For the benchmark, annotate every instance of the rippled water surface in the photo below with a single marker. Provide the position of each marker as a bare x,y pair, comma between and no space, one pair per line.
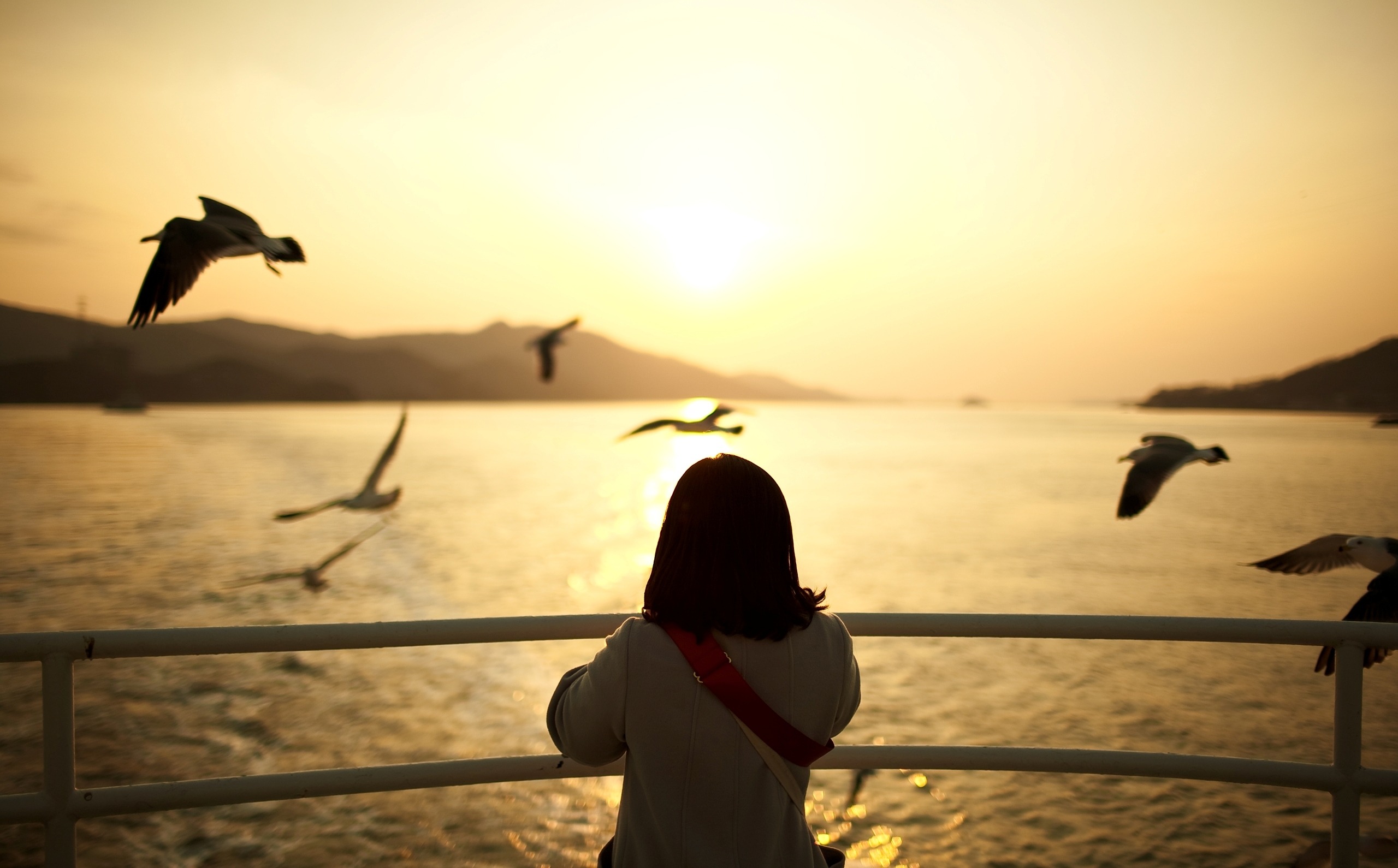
116,520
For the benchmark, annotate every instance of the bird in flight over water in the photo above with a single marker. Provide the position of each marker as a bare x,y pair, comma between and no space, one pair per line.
1155,463
707,425
312,578
1379,602
1332,551
544,346
188,246
370,495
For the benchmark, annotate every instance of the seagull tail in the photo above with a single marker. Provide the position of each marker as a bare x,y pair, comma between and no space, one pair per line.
283,251
291,515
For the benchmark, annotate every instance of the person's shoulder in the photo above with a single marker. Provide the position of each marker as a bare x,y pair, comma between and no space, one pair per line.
637,628
828,622
825,629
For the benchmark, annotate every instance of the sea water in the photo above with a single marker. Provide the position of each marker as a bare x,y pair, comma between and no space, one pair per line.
119,520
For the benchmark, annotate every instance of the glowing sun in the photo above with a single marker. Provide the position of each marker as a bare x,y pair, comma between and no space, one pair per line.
707,243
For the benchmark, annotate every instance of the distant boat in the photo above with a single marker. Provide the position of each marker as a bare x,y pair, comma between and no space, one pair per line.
126,403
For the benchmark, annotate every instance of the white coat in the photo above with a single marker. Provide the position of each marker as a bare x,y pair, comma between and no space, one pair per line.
697,794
• • • •
**Sfida:**
Aggiorna tutte le voci sostituendo "single marker" con "single dot" e lasciando invariato tutto il resto. Nella risposta ometti le immagini.

**Soluzione proposta:**
For the benchmark, annotate every instance of the rippled water surface in the photo below with a single dot. Provide the position of each marker as a bare x,y pair, comma between and no space, one pair per line.
116,520
For the benchmark, annotate every instance of the bird in flight over water in the photo above with a single dot. Provide the position of each marker as a bare x,y pair, comma between and no space, one pair per line.
1155,463
707,425
312,578
1379,602
1332,551
544,346
188,246
370,495
For the benchmark, annotate every instance of the seagull tail in the photo above with a single dot. Provide the position of each marker as a bare x,y pair, comma between and no space, one pair per line.
283,251
291,515
For the benchmark, annotate every instance of the person's shoulder in the photo above with a single dot. Provide the position of each marker as a bare x,y pair, comma between and no space, one pair per line.
637,628
828,622
825,629
For the benchmark, annotate every instance of the sea water in the photo above with a single dot. Provide the position of each marker as a bare x,y pair, comma between and no space, one pair per line.
119,520
For the benchmark, annotate every instance of the glowing sun in the photo above with a single dot. Provide the position of each marker as a bare x,y pair, comma between and no space, one pair per line.
707,243
For the benchmark, annotate every instance of the distant boat in the photo above with a single dot. Provide the position of each marker as a bare x,y pair, comma between and no space, one pair per line.
126,403
For the benchmark, annotate every instance of the white coat in the photo above with a single dot. Provide the position of each marker as a bare x,y pair, comma between and no space, one pair per line.
697,794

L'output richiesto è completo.